# Provided entries
::::::::::

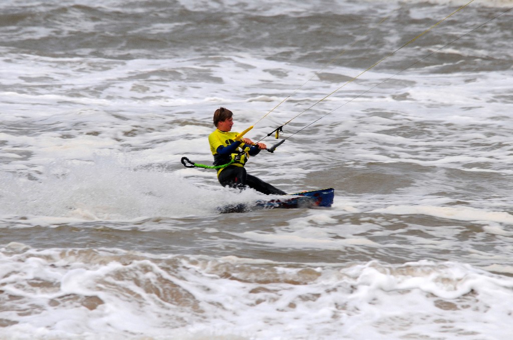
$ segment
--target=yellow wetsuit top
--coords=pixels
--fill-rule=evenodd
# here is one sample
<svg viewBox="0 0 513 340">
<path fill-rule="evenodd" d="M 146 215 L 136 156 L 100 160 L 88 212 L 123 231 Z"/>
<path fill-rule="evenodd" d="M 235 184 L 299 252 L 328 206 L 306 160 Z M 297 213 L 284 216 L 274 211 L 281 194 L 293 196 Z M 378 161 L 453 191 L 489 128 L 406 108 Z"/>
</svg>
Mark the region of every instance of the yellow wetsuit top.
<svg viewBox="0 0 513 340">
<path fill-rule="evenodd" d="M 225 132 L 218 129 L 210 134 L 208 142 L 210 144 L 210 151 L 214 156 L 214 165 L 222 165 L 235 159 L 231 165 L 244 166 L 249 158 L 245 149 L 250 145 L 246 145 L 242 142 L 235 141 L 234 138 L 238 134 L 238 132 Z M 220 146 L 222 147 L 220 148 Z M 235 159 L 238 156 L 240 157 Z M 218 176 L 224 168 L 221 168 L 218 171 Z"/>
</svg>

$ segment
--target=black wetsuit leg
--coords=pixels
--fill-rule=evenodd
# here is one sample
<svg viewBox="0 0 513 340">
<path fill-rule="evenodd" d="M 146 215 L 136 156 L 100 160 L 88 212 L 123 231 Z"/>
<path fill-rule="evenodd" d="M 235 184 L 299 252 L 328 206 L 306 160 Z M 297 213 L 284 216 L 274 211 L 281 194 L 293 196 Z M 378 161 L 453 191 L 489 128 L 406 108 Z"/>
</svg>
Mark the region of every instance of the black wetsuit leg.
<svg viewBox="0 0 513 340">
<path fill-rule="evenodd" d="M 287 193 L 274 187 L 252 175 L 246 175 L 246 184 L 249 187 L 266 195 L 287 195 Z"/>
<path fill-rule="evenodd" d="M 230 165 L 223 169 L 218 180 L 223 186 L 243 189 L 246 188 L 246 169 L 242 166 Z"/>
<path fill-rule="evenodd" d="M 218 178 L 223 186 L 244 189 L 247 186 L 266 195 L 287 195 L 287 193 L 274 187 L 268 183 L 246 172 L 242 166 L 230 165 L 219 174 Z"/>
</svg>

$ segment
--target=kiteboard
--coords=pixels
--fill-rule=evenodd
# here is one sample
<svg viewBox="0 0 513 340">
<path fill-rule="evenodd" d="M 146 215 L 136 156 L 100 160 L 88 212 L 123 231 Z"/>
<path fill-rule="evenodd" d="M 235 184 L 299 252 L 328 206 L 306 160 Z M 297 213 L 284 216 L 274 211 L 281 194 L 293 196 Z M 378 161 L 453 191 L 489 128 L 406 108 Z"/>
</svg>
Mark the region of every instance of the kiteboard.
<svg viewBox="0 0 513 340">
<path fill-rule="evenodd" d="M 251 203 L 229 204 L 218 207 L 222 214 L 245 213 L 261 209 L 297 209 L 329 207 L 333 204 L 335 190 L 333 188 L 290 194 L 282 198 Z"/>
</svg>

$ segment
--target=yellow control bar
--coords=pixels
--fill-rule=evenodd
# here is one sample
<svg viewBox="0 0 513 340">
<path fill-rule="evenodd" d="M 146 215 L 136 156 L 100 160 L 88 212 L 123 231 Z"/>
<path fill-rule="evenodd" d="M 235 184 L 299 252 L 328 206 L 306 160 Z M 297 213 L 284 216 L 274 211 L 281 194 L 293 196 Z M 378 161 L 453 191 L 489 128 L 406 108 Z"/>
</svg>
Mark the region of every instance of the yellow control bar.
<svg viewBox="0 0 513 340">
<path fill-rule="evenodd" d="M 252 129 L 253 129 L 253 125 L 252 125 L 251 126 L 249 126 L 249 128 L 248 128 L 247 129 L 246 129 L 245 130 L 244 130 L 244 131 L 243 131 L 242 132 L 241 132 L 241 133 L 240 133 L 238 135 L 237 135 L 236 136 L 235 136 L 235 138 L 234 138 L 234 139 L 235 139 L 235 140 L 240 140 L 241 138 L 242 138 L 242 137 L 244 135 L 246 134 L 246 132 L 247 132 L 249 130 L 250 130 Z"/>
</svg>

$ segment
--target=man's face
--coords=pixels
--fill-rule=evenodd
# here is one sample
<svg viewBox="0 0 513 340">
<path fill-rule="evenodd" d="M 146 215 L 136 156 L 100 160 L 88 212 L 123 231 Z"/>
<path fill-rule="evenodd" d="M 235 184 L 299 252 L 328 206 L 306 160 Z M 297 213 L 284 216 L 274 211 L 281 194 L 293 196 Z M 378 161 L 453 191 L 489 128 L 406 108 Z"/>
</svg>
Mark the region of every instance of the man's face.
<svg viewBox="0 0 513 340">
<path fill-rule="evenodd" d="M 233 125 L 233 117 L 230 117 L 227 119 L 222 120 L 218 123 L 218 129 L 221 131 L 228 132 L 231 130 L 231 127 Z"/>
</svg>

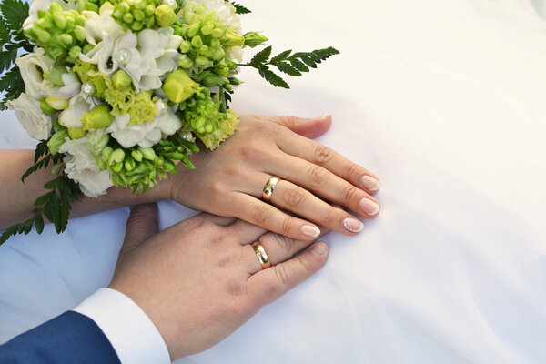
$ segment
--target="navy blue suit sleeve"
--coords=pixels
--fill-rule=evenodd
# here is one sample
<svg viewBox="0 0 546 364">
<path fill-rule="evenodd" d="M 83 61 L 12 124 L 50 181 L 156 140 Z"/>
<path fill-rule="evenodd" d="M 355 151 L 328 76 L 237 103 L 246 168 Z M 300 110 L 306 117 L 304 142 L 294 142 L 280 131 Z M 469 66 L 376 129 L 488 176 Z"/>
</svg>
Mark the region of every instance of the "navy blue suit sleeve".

::::::::::

# Exercise description
Gather every line of the items above that contains the word "kiteboard", and copy each such line in full.

# Exercise output
--target=kiteboard
Mark the region of every instance of the kiteboard.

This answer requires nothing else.